▸ **ASSIGNMENT**
Within the entries underneath, how many lines include the string "laces"? State only the number.

▸ **DATA FOR THIS TASK**

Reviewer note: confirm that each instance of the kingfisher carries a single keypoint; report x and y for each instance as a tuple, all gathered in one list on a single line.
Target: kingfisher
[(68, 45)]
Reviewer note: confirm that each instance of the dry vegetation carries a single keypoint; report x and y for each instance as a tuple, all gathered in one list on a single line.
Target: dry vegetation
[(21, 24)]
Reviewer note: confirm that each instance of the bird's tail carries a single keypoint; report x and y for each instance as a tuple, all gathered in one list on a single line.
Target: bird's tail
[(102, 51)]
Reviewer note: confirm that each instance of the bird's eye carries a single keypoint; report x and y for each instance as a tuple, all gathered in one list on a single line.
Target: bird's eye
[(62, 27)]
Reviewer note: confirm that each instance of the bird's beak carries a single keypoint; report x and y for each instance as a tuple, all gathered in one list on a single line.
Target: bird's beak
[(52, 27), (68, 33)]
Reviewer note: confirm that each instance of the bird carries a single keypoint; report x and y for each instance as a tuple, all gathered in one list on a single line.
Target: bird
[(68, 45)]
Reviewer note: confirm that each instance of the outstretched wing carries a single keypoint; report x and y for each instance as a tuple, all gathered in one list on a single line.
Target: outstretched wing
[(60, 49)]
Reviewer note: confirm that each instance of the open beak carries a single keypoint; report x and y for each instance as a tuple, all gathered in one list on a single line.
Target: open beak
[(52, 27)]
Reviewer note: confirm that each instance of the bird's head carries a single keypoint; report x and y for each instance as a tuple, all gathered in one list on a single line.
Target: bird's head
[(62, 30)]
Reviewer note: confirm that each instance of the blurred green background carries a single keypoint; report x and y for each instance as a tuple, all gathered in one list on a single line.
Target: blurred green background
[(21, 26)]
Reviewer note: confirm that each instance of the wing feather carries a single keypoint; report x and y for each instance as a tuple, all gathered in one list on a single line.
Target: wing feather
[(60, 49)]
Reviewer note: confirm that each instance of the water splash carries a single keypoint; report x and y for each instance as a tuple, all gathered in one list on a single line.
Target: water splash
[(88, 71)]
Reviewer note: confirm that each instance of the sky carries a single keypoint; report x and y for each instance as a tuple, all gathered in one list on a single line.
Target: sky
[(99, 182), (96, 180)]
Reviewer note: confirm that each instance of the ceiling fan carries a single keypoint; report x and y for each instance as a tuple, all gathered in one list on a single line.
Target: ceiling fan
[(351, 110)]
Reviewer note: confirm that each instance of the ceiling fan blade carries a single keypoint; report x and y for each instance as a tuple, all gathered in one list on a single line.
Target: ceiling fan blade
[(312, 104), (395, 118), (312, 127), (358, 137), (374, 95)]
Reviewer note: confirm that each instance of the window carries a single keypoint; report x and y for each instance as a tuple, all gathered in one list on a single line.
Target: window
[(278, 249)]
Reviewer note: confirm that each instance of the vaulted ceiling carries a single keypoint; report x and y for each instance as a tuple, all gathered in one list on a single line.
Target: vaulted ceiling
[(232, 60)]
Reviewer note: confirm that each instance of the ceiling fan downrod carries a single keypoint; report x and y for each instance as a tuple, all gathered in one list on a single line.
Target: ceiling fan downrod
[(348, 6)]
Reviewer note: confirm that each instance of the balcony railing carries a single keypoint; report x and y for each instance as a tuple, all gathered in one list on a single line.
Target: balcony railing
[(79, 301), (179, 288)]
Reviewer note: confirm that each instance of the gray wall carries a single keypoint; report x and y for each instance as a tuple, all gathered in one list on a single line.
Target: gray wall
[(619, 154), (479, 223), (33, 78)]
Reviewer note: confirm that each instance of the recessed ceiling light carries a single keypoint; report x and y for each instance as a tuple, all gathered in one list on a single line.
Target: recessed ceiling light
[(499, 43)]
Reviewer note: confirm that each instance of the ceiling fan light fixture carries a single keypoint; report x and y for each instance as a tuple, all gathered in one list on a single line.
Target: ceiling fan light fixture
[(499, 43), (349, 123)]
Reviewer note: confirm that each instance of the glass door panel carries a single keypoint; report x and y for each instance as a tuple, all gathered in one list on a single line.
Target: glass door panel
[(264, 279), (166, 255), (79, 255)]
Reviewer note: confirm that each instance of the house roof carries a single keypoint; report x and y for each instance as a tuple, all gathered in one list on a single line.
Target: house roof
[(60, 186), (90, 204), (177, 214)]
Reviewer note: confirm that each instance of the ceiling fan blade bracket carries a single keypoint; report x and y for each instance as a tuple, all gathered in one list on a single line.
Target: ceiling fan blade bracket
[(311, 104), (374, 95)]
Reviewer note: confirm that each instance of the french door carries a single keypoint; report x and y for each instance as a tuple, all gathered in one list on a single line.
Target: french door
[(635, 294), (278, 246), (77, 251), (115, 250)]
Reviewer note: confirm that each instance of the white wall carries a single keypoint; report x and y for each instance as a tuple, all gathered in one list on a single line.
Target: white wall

* * *

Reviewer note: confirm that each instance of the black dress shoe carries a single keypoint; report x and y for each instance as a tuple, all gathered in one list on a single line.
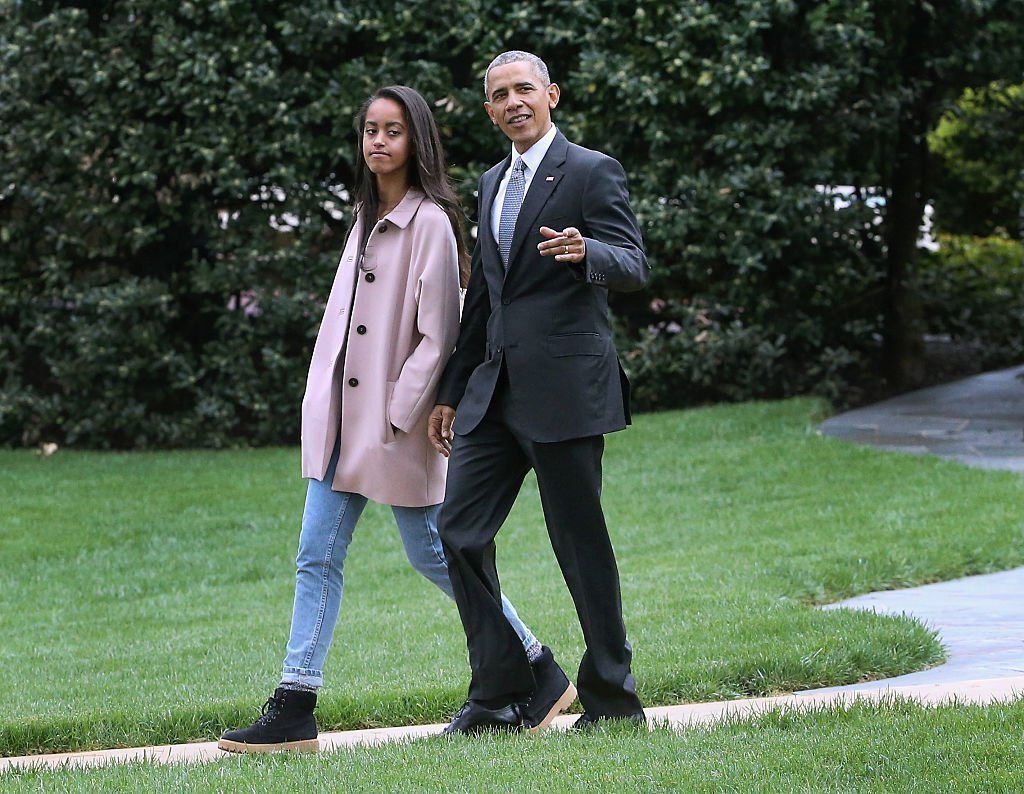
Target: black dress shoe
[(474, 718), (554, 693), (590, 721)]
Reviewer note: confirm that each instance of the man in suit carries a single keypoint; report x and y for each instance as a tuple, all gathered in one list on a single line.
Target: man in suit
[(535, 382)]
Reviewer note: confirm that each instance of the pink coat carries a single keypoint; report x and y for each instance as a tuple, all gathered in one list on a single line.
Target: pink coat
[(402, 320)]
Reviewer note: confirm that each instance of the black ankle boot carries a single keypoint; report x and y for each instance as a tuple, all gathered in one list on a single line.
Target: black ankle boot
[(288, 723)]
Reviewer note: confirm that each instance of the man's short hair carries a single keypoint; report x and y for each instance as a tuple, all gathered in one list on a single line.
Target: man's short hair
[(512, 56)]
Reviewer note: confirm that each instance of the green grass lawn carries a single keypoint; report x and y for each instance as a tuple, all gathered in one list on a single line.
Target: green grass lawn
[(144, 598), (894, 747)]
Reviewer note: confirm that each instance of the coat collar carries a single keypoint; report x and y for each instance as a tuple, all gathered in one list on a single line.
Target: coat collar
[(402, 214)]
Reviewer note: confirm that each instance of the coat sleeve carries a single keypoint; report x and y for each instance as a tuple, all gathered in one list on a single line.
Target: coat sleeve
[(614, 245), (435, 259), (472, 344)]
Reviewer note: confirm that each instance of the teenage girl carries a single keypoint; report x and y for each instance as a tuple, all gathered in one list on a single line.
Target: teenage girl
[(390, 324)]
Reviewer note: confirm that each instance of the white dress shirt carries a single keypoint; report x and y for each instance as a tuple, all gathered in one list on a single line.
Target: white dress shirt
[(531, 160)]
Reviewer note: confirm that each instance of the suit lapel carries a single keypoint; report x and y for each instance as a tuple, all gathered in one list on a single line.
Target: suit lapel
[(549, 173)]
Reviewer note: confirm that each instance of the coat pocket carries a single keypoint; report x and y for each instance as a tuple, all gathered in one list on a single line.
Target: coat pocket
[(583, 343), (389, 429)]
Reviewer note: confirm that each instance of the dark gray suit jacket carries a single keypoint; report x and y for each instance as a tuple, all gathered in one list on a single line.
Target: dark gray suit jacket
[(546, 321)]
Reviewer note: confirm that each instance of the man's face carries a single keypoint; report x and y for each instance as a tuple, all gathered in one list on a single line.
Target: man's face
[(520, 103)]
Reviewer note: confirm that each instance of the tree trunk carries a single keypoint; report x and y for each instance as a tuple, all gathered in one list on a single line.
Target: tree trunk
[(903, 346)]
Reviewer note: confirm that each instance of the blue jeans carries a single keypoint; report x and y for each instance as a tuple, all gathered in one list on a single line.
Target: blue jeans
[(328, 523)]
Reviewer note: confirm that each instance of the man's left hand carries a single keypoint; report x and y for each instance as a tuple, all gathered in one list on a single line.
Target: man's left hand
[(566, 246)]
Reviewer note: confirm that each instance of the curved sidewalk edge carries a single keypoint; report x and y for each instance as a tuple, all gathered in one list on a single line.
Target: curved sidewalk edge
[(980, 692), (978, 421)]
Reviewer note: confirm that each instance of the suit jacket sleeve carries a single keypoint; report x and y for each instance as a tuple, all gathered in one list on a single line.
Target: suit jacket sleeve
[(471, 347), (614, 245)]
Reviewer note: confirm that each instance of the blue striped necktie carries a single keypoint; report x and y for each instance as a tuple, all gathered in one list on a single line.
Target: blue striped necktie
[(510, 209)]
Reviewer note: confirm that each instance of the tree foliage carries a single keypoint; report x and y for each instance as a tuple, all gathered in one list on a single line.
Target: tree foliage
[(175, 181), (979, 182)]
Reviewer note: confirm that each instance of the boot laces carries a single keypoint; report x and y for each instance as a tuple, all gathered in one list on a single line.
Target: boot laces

* * *

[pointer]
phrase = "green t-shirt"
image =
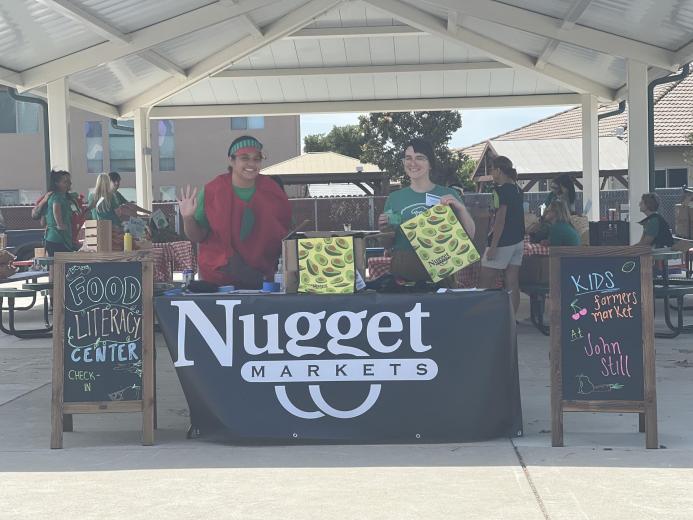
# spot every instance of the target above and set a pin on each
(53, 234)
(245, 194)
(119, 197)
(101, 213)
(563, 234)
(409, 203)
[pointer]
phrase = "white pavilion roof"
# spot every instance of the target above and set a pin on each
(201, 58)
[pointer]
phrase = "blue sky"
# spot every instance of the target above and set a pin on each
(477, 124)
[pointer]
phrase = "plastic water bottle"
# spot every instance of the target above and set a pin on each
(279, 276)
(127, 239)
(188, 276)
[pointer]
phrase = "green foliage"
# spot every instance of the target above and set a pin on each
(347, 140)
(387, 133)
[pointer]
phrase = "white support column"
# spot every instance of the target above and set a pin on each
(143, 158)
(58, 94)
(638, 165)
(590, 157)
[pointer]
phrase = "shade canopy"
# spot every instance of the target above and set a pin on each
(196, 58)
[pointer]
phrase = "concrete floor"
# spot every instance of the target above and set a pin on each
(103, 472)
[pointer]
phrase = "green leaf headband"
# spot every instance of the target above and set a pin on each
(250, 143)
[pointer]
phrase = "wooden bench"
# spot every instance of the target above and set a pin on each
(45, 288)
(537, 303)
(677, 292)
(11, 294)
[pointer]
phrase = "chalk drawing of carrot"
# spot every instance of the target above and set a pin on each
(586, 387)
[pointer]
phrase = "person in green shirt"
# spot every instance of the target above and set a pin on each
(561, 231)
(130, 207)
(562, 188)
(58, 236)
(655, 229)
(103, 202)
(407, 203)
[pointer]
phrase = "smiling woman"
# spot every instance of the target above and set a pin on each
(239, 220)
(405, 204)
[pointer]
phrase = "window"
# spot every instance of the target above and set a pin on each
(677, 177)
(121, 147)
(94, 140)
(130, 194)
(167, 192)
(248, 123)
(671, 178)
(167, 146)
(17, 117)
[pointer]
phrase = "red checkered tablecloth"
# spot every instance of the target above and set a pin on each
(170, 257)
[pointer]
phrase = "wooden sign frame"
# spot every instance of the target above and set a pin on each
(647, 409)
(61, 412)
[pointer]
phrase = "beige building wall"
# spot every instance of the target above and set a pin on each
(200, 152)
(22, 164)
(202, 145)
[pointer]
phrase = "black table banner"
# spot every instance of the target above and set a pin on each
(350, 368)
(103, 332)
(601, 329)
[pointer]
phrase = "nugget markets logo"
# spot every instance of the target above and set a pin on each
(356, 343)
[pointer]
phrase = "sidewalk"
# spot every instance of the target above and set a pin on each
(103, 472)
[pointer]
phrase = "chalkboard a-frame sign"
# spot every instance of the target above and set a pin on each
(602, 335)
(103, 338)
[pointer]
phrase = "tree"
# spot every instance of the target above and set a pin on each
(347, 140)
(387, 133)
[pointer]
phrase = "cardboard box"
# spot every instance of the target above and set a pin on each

▸ **WRITTEN SOLUTION**
2